* **STORED ROWS**:
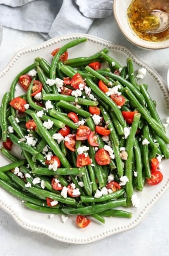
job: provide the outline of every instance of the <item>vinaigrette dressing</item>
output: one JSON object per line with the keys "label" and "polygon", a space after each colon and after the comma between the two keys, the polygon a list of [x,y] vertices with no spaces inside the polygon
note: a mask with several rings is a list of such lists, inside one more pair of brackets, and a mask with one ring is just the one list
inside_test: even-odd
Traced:
{"label": "vinaigrette dressing", "polygon": [[141,16],[147,14],[155,9],[169,13],[169,0],[132,0],[127,9],[128,21],[134,32],[140,38],[151,42],[165,41],[169,39],[169,28],[156,34],[148,34],[138,30],[138,27],[152,26],[153,23],[154,24],[156,22],[158,26],[158,20],[156,19],[147,19],[143,24],[138,24],[136,21]]}

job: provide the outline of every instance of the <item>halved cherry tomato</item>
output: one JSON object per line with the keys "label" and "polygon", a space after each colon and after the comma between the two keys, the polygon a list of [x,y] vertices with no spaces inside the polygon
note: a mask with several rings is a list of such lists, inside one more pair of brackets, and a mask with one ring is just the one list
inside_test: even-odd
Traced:
{"label": "halved cherry tomato", "polygon": [[110,181],[107,183],[106,187],[107,190],[111,190],[113,192],[120,190],[121,188],[118,183],[114,181]]}
{"label": "halved cherry tomato", "polygon": [[108,152],[103,148],[97,151],[95,158],[98,164],[100,165],[109,164],[111,162],[111,158]]}
{"label": "halved cherry tomato", "polygon": [[71,95],[72,92],[72,90],[71,90],[71,89],[67,88],[66,86],[62,86],[61,88],[60,94],[64,95]]}
{"label": "halved cherry tomato", "polygon": [[6,149],[11,150],[12,146],[13,146],[13,142],[11,141],[11,140],[9,138],[7,138],[6,141],[3,142],[3,146]]}
{"label": "halved cherry tomato", "polygon": [[56,179],[53,178],[51,185],[53,189],[55,190],[61,190],[63,188],[63,186],[60,183],[60,182],[56,182]]}
{"label": "halved cherry tomato", "polygon": [[35,131],[36,127],[37,127],[37,125],[33,119],[29,120],[29,121],[26,122],[25,125],[28,130],[33,130],[34,131]]}
{"label": "halved cherry tomato", "polygon": [[72,78],[71,84],[74,89],[79,89],[79,84],[81,84],[84,87],[86,83],[82,78],[81,75],[79,73],[76,73]]}
{"label": "halved cherry tomato", "polygon": [[89,106],[89,111],[92,115],[98,115],[100,114],[100,108],[96,106]]}
{"label": "halved cherry tomato", "polygon": [[73,190],[76,189],[73,189],[72,186],[72,183],[70,183],[67,186],[68,194],[69,196],[71,197],[77,197],[77,196],[80,196],[80,195],[74,195],[73,194]]}
{"label": "halved cherry tomato", "polygon": [[88,64],[88,66],[93,69],[97,70],[97,69],[100,69],[101,67],[101,63],[98,62],[93,62]]}
{"label": "halved cherry tomato", "polygon": [[149,185],[157,185],[161,181],[163,176],[160,171],[153,171],[151,172],[151,177],[147,181]]}
{"label": "halved cherry tomato", "polygon": [[84,216],[77,215],[76,222],[76,224],[79,227],[80,227],[80,228],[85,228],[90,223],[91,221]]}
{"label": "halved cherry tomato", "polygon": [[78,154],[76,159],[76,167],[83,167],[88,164],[91,164],[92,162],[89,156],[86,155],[85,154]]}
{"label": "halved cherry tomato", "polygon": [[100,125],[96,125],[95,129],[98,133],[103,135],[103,136],[108,136],[111,132],[110,130],[108,130],[105,127],[100,126]]}
{"label": "halved cherry tomato", "polygon": [[135,114],[138,113],[138,111],[122,111],[122,114],[124,119],[127,124],[132,124],[133,121],[134,116]]}
{"label": "halved cherry tomato", "polygon": [[76,135],[73,133],[66,136],[66,140],[64,141],[65,147],[73,152],[75,151]]}
{"label": "halved cherry tomato", "polygon": [[79,141],[87,140],[91,132],[90,128],[88,126],[82,125],[79,125],[77,129],[76,138]]}
{"label": "halved cherry tomato", "polygon": [[79,122],[78,116],[74,112],[70,112],[67,115],[68,117],[72,119],[74,123],[78,123]]}
{"label": "halved cherry tomato", "polygon": [[10,105],[17,110],[21,112],[25,112],[26,110],[24,106],[27,104],[27,102],[21,97],[16,97],[9,102]]}
{"label": "halved cherry tomato", "polygon": [[27,91],[31,81],[32,77],[29,75],[22,75],[19,78],[20,84],[25,91]]}
{"label": "halved cherry tomato", "polygon": [[100,80],[98,85],[100,89],[103,92],[103,93],[107,93],[107,92],[109,91],[109,88],[101,80]]}
{"label": "halved cherry tomato", "polygon": [[97,137],[95,132],[92,132],[88,137],[88,141],[90,146],[93,147],[98,147],[99,144],[97,142]]}
{"label": "halved cherry tomato", "polygon": [[45,160],[45,163],[47,165],[50,165],[50,164],[53,164],[55,161],[56,161],[58,163],[58,168],[59,168],[60,167],[60,161],[56,155],[52,155],[50,160]]}
{"label": "halved cherry tomato", "polygon": [[60,133],[62,136],[65,137],[65,136],[67,136],[68,134],[70,134],[70,132],[71,129],[69,126],[66,125],[64,127],[59,131],[58,133]]}
{"label": "halved cherry tomato", "polygon": [[118,69],[115,69],[114,72],[114,75],[120,75],[120,72]]}
{"label": "halved cherry tomato", "polygon": [[33,82],[33,85],[32,86],[33,93],[31,94],[32,97],[34,96],[37,93],[42,92],[43,88],[43,84],[41,82],[38,80],[34,80]]}
{"label": "halved cherry tomato", "polygon": [[159,165],[159,162],[156,158],[152,158],[151,159],[151,172],[153,172],[154,171],[156,171]]}
{"label": "halved cherry tomato", "polygon": [[69,76],[63,77],[63,84],[71,84],[72,79]]}
{"label": "halved cherry tomato", "polygon": [[54,200],[53,200],[53,199],[51,199],[51,198],[49,198],[48,197],[47,197],[46,199],[46,203],[47,204],[48,206],[51,206],[51,207],[55,207],[55,206],[56,206],[57,204],[55,204],[55,205],[52,205],[51,204],[51,203],[52,202],[53,202],[53,201],[54,201]]}
{"label": "halved cherry tomato", "polygon": [[[53,56],[55,56],[56,53],[58,52],[59,50],[60,49],[60,48],[57,48],[56,49],[55,49],[51,53],[51,54]],[[61,61],[62,62],[64,62],[68,59],[68,52],[66,51],[61,55],[59,60]]]}
{"label": "halved cherry tomato", "polygon": [[110,98],[118,106],[122,106],[126,102],[125,98],[122,95],[117,94],[112,94]]}

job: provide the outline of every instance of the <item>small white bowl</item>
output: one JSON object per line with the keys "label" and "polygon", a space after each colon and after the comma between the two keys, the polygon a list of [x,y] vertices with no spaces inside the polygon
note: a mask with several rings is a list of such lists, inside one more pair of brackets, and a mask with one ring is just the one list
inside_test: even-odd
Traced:
{"label": "small white bowl", "polygon": [[147,49],[162,49],[169,47],[169,39],[159,42],[149,42],[139,38],[128,23],[127,9],[131,0],[114,0],[113,11],[116,22],[127,39],[135,45]]}

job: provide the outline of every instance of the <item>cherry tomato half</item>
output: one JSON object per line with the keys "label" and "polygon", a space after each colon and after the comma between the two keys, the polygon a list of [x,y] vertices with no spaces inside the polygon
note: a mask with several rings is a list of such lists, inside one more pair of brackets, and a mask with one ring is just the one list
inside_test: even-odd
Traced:
{"label": "cherry tomato half", "polygon": [[125,98],[122,95],[118,95],[117,94],[112,94],[110,98],[119,106],[123,106],[126,102]]}
{"label": "cherry tomato half", "polygon": [[114,192],[118,190],[120,190],[121,188],[118,183],[116,181],[110,181],[107,184],[106,187],[107,190],[111,190],[113,192]]}
{"label": "cherry tomato half", "polygon": [[45,163],[47,165],[50,165],[50,164],[53,164],[55,161],[56,161],[58,163],[58,168],[59,168],[60,167],[60,161],[56,155],[52,155],[50,160],[46,159],[45,161]]}
{"label": "cherry tomato half", "polygon": [[58,204],[56,204],[55,205],[52,205],[51,203],[53,202],[54,201],[54,200],[53,200],[53,199],[51,199],[51,198],[49,198],[48,197],[47,197],[46,199],[46,203],[47,204],[48,206],[50,206],[51,207],[55,207],[55,206],[56,206],[56,205]]}
{"label": "cherry tomato half", "polygon": [[[60,48],[57,48],[56,49],[55,49],[55,50],[54,50],[51,53],[51,55],[53,55],[53,56],[55,56],[55,55],[56,54],[56,53],[57,53],[59,50],[59,49]],[[59,60],[62,62],[64,62],[65,61],[66,61],[68,59],[68,52],[66,51],[64,53],[63,53],[59,57]]]}
{"label": "cherry tomato half", "polygon": [[59,182],[56,182],[56,180],[55,178],[53,178],[51,185],[53,189],[55,190],[61,190],[63,188],[63,186]]}
{"label": "cherry tomato half", "polygon": [[122,111],[122,114],[124,119],[126,120],[127,124],[132,124],[133,121],[134,116],[138,111]]}
{"label": "cherry tomato half", "polygon": [[100,80],[98,85],[100,89],[103,92],[103,93],[107,93],[107,92],[109,91],[109,88],[101,80]]}
{"label": "cherry tomato half", "polygon": [[71,95],[72,90],[67,88],[66,86],[62,86],[61,88],[60,94],[63,95]]}
{"label": "cherry tomato half", "polygon": [[100,108],[96,106],[89,106],[89,111],[92,115],[100,115]]}
{"label": "cherry tomato half", "polygon": [[22,75],[19,78],[19,83],[24,90],[27,91],[32,81],[32,77],[29,75]]}
{"label": "cherry tomato half", "polygon": [[77,215],[76,222],[80,228],[85,228],[90,223],[91,221],[84,216]]}
{"label": "cherry tomato half", "polygon": [[89,135],[88,141],[91,146],[98,147],[99,146],[99,144],[97,142],[97,137],[94,131],[91,132]]}
{"label": "cherry tomato half", "polygon": [[91,164],[92,162],[89,155],[84,153],[78,154],[76,159],[76,167],[83,167],[88,164]]}
{"label": "cherry tomato half", "polygon": [[151,159],[151,171],[153,172],[156,171],[159,165],[159,162],[156,158],[152,158]]}
{"label": "cherry tomato half", "polygon": [[29,120],[25,124],[25,126],[28,130],[33,130],[35,131],[37,125],[33,119]]}
{"label": "cherry tomato half", "polygon": [[38,80],[34,80],[33,82],[33,85],[32,86],[32,93],[31,94],[32,97],[34,96],[37,93],[42,92],[43,88],[43,85],[41,82]]}
{"label": "cherry tomato half", "polygon": [[161,181],[163,176],[160,171],[153,171],[151,172],[151,177],[147,179],[147,181],[149,185],[157,185]]}
{"label": "cherry tomato half", "polygon": [[110,130],[108,130],[105,127],[100,126],[100,125],[96,125],[95,129],[98,133],[103,136],[108,136],[111,132]]}
{"label": "cherry tomato half", "polygon": [[98,62],[93,62],[88,64],[88,66],[93,69],[97,70],[97,69],[100,69],[101,67],[101,63]]}
{"label": "cherry tomato half", "polygon": [[88,126],[82,125],[79,125],[77,129],[76,138],[79,141],[87,140],[91,132],[90,128]]}
{"label": "cherry tomato half", "polygon": [[27,104],[26,101],[21,97],[16,97],[9,102],[13,108],[21,112],[25,112],[26,110],[24,106]]}
{"label": "cherry tomato half", "polygon": [[95,158],[98,164],[100,165],[109,164],[111,162],[111,158],[108,152],[103,148],[97,151]]}
{"label": "cherry tomato half", "polygon": [[68,134],[70,134],[70,132],[71,129],[69,126],[66,125],[64,127],[59,131],[58,133],[60,133],[62,136],[65,137],[65,136],[67,136]]}
{"label": "cherry tomato half", "polygon": [[76,73],[72,78],[71,84],[74,89],[79,89],[80,84],[83,84],[84,86],[86,85],[81,75],[79,73]]}
{"label": "cherry tomato half", "polygon": [[74,112],[70,112],[67,115],[68,117],[72,119],[74,123],[78,123],[79,122],[78,116]]}
{"label": "cherry tomato half", "polygon": [[3,142],[4,147],[7,150],[8,150],[9,151],[11,150],[13,144],[13,142],[11,141],[11,140],[10,140],[9,138],[7,138],[6,141]]}
{"label": "cherry tomato half", "polygon": [[64,145],[68,149],[74,152],[76,146],[76,135],[72,133],[66,136],[66,140],[64,141]]}

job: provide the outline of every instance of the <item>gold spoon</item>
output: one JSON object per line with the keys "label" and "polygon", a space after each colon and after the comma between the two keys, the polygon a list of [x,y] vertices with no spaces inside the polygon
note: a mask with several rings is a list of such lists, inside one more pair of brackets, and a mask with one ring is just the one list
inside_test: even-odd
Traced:
{"label": "gold spoon", "polygon": [[160,10],[154,10],[136,19],[134,25],[141,32],[148,34],[161,33],[169,27],[169,14]]}

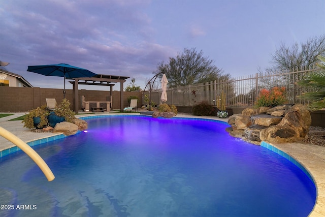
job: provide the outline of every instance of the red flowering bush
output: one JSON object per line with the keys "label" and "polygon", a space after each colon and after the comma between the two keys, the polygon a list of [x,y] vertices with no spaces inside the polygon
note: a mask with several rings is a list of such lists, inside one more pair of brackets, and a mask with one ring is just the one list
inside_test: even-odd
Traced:
{"label": "red flowering bush", "polygon": [[274,87],[271,90],[262,89],[256,102],[256,106],[274,107],[283,104],[286,101],[285,91],[284,87]]}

* **BRIEF**: Locate the line containing "job: provide the outline of every instance of the <item>gold" in the records above, then output it and every line after it through the last, excluding pictures.

* **TASK RESULT**:
job: provide the outline of every instance of the <item>gold spoon</item>
output: one JSON object per line with the keys "label" and "polygon", a space after each colon and after the comma between the two keys, the polygon a list of [x,y] vertices with no spaces inside the polygon
note: a mask with several rings is a list of such lists, inside one more pair of brackets, and a mask with one ring is just the one list
inside_test: even-odd
Traced:
{"label": "gold spoon", "polygon": [[160,10],[154,10],[136,19],[134,25],[141,32],[148,34],[161,33],[169,27],[169,14]]}

job: provide the outline of every instance of the red flowering bush
output: one JSON object per line with the keys "label" and "polygon", a space after each colon and after the comma between the two keys, the polygon a list of [x,y] vertices with no spaces inside the polygon
note: a mask with several rings is a list of such lists, inside one more pair of brackets, and a mask with one ring is just the one list
inside_test: even-odd
Traced:
{"label": "red flowering bush", "polygon": [[274,87],[271,90],[262,89],[256,102],[256,106],[274,107],[283,104],[286,101],[285,91],[284,87]]}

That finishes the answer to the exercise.